* Work order
Having found the line containing "Expected output, for every instance of the gate hinge, the" in the data below, reproduce that line and each one after it to the end, exactly, and include nothing else.
== Entries provided ==
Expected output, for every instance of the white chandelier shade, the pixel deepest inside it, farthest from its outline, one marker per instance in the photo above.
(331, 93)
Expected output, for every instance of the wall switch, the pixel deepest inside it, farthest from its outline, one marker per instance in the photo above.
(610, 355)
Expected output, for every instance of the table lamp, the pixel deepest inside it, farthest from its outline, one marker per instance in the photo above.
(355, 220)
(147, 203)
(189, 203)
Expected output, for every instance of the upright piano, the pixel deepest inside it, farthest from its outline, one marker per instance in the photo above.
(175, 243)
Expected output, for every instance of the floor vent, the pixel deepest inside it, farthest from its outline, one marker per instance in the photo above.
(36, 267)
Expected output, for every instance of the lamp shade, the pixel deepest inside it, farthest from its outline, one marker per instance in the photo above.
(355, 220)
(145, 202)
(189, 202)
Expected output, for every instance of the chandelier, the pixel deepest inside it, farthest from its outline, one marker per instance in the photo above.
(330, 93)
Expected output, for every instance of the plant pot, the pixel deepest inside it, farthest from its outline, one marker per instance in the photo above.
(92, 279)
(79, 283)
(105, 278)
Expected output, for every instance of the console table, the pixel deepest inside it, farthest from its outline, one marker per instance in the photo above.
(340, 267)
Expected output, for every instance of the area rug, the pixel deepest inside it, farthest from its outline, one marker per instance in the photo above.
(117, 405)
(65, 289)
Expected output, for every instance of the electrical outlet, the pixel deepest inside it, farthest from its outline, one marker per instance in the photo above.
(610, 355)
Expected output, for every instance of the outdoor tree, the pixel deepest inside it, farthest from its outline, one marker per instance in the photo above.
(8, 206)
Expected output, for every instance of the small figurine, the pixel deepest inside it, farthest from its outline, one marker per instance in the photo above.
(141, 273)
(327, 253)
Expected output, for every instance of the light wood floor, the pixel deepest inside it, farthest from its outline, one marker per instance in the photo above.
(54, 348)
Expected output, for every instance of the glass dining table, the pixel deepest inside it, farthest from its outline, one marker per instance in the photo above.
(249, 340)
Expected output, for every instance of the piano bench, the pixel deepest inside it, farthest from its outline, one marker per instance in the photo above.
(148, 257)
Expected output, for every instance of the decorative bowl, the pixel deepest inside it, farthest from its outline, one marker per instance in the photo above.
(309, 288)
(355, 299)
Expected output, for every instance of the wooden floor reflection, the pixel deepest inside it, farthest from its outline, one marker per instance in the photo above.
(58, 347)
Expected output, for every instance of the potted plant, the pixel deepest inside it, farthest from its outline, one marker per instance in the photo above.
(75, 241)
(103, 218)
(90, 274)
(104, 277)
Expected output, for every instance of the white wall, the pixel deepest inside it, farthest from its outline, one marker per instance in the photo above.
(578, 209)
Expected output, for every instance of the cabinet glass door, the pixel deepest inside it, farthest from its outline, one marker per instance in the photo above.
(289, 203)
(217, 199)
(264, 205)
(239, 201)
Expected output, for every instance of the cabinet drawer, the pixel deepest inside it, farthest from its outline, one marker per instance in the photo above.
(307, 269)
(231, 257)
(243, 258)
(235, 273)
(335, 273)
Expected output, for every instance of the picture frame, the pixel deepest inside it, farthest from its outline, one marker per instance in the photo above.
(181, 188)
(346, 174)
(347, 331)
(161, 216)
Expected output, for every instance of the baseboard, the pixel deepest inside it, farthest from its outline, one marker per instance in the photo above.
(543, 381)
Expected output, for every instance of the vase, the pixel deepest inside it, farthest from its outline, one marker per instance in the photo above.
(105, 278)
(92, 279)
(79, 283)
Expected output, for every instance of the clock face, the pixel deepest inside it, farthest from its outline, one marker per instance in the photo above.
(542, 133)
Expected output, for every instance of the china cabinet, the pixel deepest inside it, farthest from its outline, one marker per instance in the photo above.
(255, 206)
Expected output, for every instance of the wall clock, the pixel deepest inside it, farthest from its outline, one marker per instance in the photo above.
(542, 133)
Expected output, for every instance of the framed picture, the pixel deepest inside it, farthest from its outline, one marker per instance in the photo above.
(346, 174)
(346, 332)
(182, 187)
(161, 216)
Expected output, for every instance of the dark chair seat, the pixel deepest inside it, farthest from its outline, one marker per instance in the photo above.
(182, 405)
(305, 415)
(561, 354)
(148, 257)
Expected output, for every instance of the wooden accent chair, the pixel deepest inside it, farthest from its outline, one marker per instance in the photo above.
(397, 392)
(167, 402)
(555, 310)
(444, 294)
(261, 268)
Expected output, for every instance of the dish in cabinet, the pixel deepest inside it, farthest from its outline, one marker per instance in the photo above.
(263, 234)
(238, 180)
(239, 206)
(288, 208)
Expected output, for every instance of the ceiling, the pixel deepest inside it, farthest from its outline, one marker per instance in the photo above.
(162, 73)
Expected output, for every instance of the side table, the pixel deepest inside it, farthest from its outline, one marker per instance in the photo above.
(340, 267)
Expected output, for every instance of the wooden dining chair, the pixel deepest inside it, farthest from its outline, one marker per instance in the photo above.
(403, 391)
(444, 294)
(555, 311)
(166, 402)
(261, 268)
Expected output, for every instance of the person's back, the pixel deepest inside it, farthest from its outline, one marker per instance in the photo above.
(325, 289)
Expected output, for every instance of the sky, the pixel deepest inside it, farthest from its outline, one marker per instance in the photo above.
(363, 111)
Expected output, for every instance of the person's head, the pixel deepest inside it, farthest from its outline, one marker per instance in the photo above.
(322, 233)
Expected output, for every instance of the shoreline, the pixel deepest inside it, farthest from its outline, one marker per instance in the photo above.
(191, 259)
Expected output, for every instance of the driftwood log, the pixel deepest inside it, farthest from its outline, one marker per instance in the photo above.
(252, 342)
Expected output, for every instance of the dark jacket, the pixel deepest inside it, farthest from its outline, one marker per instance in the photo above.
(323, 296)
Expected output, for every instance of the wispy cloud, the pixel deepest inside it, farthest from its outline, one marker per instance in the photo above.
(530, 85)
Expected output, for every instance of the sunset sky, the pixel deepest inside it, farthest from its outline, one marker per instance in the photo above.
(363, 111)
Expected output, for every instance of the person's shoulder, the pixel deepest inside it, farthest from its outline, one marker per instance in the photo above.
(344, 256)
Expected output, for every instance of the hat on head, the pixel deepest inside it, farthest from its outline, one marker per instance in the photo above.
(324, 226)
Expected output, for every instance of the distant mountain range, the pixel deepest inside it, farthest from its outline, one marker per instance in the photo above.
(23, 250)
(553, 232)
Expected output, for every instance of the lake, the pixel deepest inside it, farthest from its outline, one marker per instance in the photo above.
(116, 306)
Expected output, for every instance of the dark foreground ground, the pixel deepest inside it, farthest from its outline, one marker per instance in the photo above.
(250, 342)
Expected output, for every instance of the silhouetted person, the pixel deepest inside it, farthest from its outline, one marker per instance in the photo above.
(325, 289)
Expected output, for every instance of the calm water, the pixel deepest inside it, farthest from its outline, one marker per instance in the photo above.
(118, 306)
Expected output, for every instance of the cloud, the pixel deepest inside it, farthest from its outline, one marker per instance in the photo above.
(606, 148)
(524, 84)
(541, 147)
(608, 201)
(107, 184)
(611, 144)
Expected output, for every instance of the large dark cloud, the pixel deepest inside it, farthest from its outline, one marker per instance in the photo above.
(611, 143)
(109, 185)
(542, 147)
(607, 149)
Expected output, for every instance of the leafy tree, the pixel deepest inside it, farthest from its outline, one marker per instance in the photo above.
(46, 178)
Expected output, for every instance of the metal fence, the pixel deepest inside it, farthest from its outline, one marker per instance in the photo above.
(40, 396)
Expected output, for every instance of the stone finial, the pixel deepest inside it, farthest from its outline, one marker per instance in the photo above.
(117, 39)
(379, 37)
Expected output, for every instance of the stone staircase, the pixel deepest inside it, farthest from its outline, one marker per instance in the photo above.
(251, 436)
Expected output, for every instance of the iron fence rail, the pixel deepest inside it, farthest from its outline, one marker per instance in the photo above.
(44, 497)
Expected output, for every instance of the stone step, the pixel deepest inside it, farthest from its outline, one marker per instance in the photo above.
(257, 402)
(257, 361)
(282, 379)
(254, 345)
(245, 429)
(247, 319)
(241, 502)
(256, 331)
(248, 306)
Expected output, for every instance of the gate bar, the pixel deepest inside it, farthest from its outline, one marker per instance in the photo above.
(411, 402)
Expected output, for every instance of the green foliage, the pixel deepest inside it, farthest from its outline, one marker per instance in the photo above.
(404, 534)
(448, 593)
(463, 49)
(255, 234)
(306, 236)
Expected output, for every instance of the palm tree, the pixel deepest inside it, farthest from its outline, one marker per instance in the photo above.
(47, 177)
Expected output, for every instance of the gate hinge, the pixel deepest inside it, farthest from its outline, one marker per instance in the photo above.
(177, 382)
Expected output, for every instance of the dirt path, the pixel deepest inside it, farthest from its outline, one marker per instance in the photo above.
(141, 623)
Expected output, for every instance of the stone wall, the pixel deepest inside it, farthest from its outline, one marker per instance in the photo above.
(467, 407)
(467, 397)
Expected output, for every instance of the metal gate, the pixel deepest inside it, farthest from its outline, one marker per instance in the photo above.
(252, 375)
===
* Exercise result
Expected output, for every instance of the gate hinge, the pixel deepest inside it, farthest from its outline, one marker per instance in the photo above.
(177, 382)
Expected output, for every instance of the dirt path, the pixel deepest inside it, farthest from its outline, one marker per instance in the photo above.
(141, 623)
Expected output, for every instance of the stone wall, the pixel deepest inside it, farthest from its outline, one marker per instance in the photo above.
(467, 407)
(467, 397)
Expected output, for every instance of the metal gate, the pixel deepest inside it, farthest from its outline, one marker per instance in the photo above.
(252, 375)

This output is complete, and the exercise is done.